Excerpt provided:
Cholecystokinin and the hormone concept

Abstract

The birth certificate for endocrinology was Bayliss' and Starling's demonstration in 1902 that regulation of bodily functions is not only neuronal but also due to blood-borne messengers. Starling named these messengers hormones. Since then transport via blood has defined hormones. This definition, however, may be too narrow. Thus, today we know that several peptide hormones are not only produced and released to blood from endocrine cells but also released from neurons, myocytes, immune cells, endothelial cells, spermatogenic cells, fat cells, etc. And they are often secreted in cell-specific molecular forms with more or less different spectra of activity. The present review depicts this development with the story about cholecystokinin which was discovered in 1928 as a hormone and still in 1976 was conceived as a single blood-borne peptide. Today's multifaceted picture of cholecystokinin suggests that time may be ripe for expansion of the hormone concept to all messenger molecules, which activate their target cells - irrespective of their road to the target (endocrine, neurocrine, neuronal, paracrine, autocrine, etc.) and irrespective of their kind of activity as classical hormone, growth factor, neurotransmitter, adipokine, cytokine, myokine, or fertility factor.

Keywords: bioactive peptides; cholecystokinin; growth factors; hormone concept; neurotransmitter peptides.

Figure 1

The amino sequence of porcine cholecystokinin-33 (CCK-33), the originally identified CCK-peptide (Mutt & Jorpes (39)). The bioactive CCK-8 sequence (26, 27, 28, 29, 30, 31, 32, 33) is underlined. Only the amino acids in the encircled positions no. 7, 9, 10, and 15 differ from those in the human sequence (Met, Ile, Val, and Asn, respectively).

Questions on the material:
[A] Answer these questions from the cholecystokinin text, one line each:
(i) In what year did Bayliss and Starling show that bodily functions are also regulated by blood-borne messengers?
(ii) In what year was cholecystokinin discovered?
(iii) Which numbered positions in porcine CCK-33 differ from the human sequence?
[B] Summarize the cholecystokinin text in two sentences.
[C] Transcribe the cholecystokinin text from "Keywords: bioactive peptides;" to "and Asn, respectively).".

Excerpted data:

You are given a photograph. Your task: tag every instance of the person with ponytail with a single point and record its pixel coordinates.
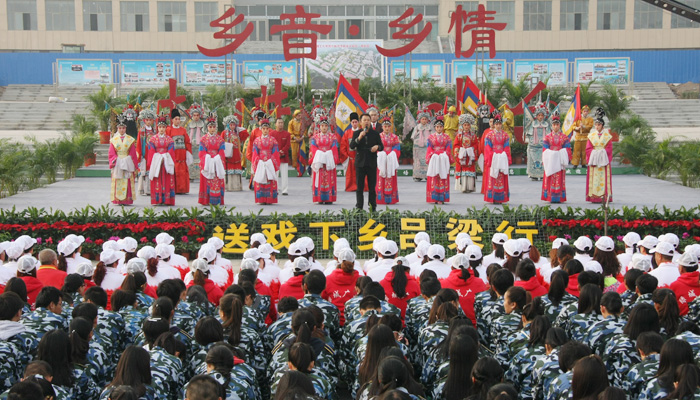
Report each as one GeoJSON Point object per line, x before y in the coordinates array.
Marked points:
{"type": "Point", "coordinates": [465, 279]}
{"type": "Point", "coordinates": [302, 359]}
{"type": "Point", "coordinates": [135, 281]}
{"type": "Point", "coordinates": [340, 284]}
{"type": "Point", "coordinates": [674, 353]}
{"type": "Point", "coordinates": [399, 285]}
{"type": "Point", "coordinates": [200, 276]}
{"type": "Point", "coordinates": [92, 360]}
{"type": "Point", "coordinates": [106, 274]}
{"type": "Point", "coordinates": [666, 306]}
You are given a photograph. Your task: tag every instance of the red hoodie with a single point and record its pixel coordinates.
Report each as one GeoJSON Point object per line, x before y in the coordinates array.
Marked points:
{"type": "Point", "coordinates": [686, 288]}
{"type": "Point", "coordinates": [412, 290]}
{"type": "Point", "coordinates": [292, 287]}
{"type": "Point", "coordinates": [466, 290]}
{"type": "Point", "coordinates": [572, 288]}
{"type": "Point", "coordinates": [340, 287]}
{"type": "Point", "coordinates": [533, 286]}
{"type": "Point", "coordinates": [33, 288]}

Solved tasks:
[A]
(i) 1902
(ii) 1928
(iii) Positions 7, 9, 10, and 15

[B] Since Bayliss and Starling showed in 1902 that blood-borne messengers, which Starling named hormones, regulate bodily functions, hormones have been defined by transport via blood, yet several peptide hormones are also released from neurons and other cell types, often in cell-specific molecular forms. Using cholecystokinin, discovered as a hormone in 1928, as its example, the review suggests expanding the hormone concept to all messenger molecules that activate their target cells, regardless of their route to the target or their kind of activity.

[C]
Keywords: bioactive peptides; cholecystokinin; growth factors; hormone concept; neurotransmitter peptides.

Figure 1

The amino sequence of porcine cholecystokinin-33 (CCK-33), the originally identified CCK-peptide (Mutt & Jorpes (39)). The bioactive CCK-8 sequence (26, 27, 28, 29, 30, 31, 32, 33) is underlined. Only the amino acids in the encircled positions no. 7, 9, 10, and 15 differ from those in the human sequence (Met, Ile, Val, and Asn, respectively).